EXERCISE INSTRUCTIONS = Make an exact copy of all the data, pictures excluded.

*** RECORDED DATA Section Begins ***

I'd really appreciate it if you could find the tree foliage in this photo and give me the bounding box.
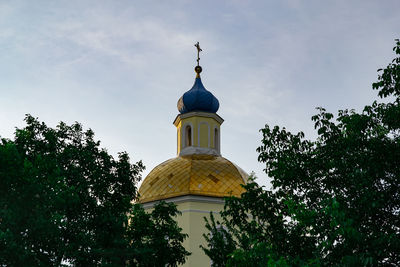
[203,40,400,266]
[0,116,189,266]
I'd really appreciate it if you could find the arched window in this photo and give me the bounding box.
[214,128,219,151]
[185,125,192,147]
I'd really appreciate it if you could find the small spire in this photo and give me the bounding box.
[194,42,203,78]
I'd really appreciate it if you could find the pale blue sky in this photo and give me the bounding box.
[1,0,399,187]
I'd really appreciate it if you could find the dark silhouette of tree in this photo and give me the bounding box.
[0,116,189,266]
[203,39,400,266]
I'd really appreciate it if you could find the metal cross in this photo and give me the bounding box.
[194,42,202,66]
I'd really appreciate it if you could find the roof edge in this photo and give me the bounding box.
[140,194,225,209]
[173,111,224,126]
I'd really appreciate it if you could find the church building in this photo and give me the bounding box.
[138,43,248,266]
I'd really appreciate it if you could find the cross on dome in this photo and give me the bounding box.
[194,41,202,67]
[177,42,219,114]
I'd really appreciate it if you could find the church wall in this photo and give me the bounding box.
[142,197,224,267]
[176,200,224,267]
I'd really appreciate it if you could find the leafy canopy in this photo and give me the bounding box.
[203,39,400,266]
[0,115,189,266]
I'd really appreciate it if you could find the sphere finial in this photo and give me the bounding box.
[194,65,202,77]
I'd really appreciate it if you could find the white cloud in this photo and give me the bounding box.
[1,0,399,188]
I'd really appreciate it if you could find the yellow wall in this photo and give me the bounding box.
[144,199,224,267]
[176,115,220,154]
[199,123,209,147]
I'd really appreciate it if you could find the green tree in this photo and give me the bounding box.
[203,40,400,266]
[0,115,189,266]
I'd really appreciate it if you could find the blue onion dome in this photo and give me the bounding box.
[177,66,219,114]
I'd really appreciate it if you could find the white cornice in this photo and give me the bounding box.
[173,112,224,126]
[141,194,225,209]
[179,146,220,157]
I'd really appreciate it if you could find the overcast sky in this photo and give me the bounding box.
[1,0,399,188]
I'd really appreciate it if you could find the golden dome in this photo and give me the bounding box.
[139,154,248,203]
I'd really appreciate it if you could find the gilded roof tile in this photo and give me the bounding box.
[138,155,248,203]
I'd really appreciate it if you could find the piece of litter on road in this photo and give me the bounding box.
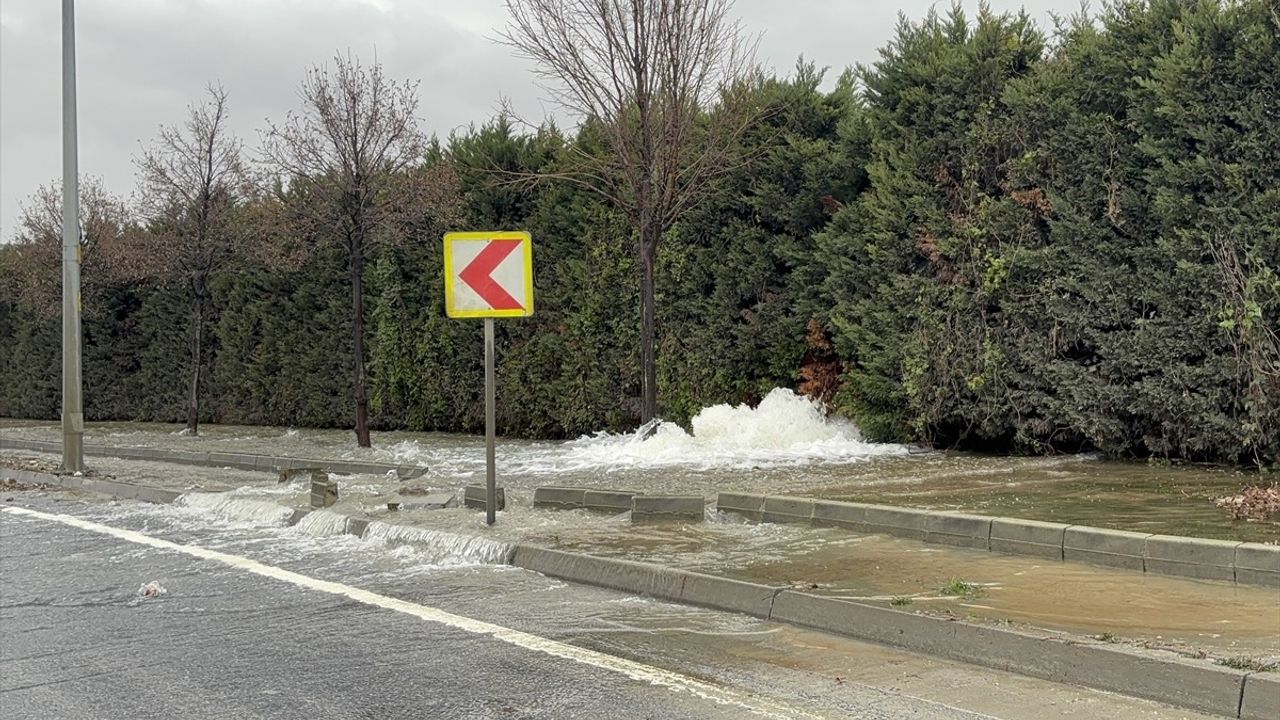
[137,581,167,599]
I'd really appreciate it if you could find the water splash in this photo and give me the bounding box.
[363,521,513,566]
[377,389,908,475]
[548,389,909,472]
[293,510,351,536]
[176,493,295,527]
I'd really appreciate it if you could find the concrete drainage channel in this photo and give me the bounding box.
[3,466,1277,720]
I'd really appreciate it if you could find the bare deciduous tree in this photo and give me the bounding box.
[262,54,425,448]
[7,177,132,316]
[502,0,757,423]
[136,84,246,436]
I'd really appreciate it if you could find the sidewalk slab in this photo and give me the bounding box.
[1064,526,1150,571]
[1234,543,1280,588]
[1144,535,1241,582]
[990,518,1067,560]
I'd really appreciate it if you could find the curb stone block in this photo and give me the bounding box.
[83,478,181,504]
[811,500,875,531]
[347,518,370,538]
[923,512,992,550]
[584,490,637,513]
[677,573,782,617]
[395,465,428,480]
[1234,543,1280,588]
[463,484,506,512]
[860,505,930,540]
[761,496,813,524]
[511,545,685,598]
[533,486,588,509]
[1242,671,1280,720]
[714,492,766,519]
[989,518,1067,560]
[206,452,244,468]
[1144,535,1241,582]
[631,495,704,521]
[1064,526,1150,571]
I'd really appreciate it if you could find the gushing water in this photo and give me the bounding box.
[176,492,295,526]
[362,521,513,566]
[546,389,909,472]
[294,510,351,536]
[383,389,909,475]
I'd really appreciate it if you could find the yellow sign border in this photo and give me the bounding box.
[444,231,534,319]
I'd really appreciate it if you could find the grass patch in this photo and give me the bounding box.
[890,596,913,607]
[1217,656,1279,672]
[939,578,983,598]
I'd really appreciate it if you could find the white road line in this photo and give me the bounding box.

*** RECORDED DATA Section Ends ***

EXERCISE RESULT =
I'd really appreciate it if you could find the tree foliage in this photo and give me the bounding box.
[203,40,400,266]
[0,116,189,266]
I'd really appreciate it if you could find the arched window in this photo and give me the bounding box.
[214,128,219,151]
[185,125,192,147]
I'd really appreciate it if you could find the small spire in this photo and give me the bounding box.
[194,42,203,78]
I'd really appreciate it if you could find the pale blue sky in this photo and give me the bounding box.
[1,0,399,187]
I'd really appreciate it if you could find the dark silhouette of tree in this photo and give me the bounding box.
[0,116,189,266]
[203,39,400,266]
I'd really appreciate it if you could find the metal cross in this photo and give me the bounding box.
[194,42,202,66]
I'd really appreciate it if you could find the roof edge in this photo and give me the bounding box.
[140,194,225,209]
[173,111,224,126]
I'd really appreciate it if you could find the church building in this photo and give me the bounding box.
[138,43,248,266]
I'd really appreciate it if you could find the cross on dome in this photo and give me the bounding box.
[194,41,202,67]
[177,42,219,114]
I'd really appreciate it if you could find the church wall in this photo and give me the bounding box.
[142,197,224,267]
[176,200,224,267]
I'd really appreciate it if you could find the leafy canopy in this photo and give me the bounding box.
[203,39,400,266]
[0,115,189,266]
I'd really appreciate it if you could find the sphere finial in this photo and give me the bounding box.
[194,65,202,77]
I'd really appreciate it if you could find the white cloud in this photo and give me the bounding box.
[1,0,399,188]
I'd really appreciate it if you could find the yellow wall in this photo and give me the bounding box.
[144,199,224,267]
[176,115,220,154]
[199,123,209,147]
I'd really appreciate it if you could find the green tree in this photo and give me the bounding box.
[203,40,400,266]
[0,115,189,266]
I'd really appreciate it if you could find the blue onion dome in this photo and give me the bounding box.
[177,66,219,114]
I'd really appreciate it if you could find the white cornice in this photo and give me the bounding box.
[173,112,224,126]
[141,194,225,209]
[179,146,220,157]
I'd really appreciate it if you could find the overcast sky in this photo and give me the bounding box.
[1,0,399,188]
I'd really appreciate it if you could find the golden dome in this photo and give me the bounding box.
[139,154,248,203]
I'd really appreciate it if you could find the gilded roof tile in this photo and give me the bounding box.
[138,155,248,203]
I'd really appreciate it if you could find the piece of litter on road in this photo and give me the bounding box.
[137,581,167,599]
I'd really appreciate it if you could find the water splash in this photo and give me the bounding box.
[363,521,513,566]
[377,389,908,475]
[548,389,909,472]
[293,510,351,536]
[176,493,295,527]
I'd really appreciate it if you could find the concrete drainage channel in this photo and give me the bounding box.
[3,466,1277,720]
I'd really appreciate it if you could find the bare deciduous tree in this photo and give me the bounding box.
[262,54,425,448]
[7,177,132,316]
[502,0,757,423]
[136,84,246,436]
I'd really appreciate it if you could find the sidewalk slab in this photo and give me the bounding box.
[1064,526,1150,571]
[1234,543,1280,588]
[1144,535,1241,582]
[990,518,1067,560]
I'd really appreciate it if you could find the curb stone block in this photo and give me the bounding box.
[83,478,181,504]
[811,500,875,531]
[347,518,370,538]
[923,512,992,550]
[584,490,637,513]
[677,573,782,617]
[395,465,428,480]
[1234,543,1280,588]
[463,484,506,512]
[860,505,930,540]
[761,496,813,524]
[511,545,685,598]
[533,486,588,509]
[1242,671,1280,720]
[714,492,766,519]
[989,518,1067,560]
[206,452,244,468]
[1144,535,1241,582]
[631,495,704,521]
[1064,526,1150,571]
I'd really appreciate it if you could find the gushing water in this photo and give me the bounding box.
[176,492,295,526]
[362,521,513,566]
[546,389,909,472]
[294,510,351,536]
[383,389,909,475]
I'd really appreciate it if you could find the yellow sign border in this photo and give me the bounding box.
[444,231,534,319]
I'd really appreciate it if you could find the grass patch in this photo and give me the bounding box.
[890,596,913,607]
[1217,656,1279,672]
[939,578,983,598]
I'd really appreciate it if you could find the white road line in this photo and give me the bounding box.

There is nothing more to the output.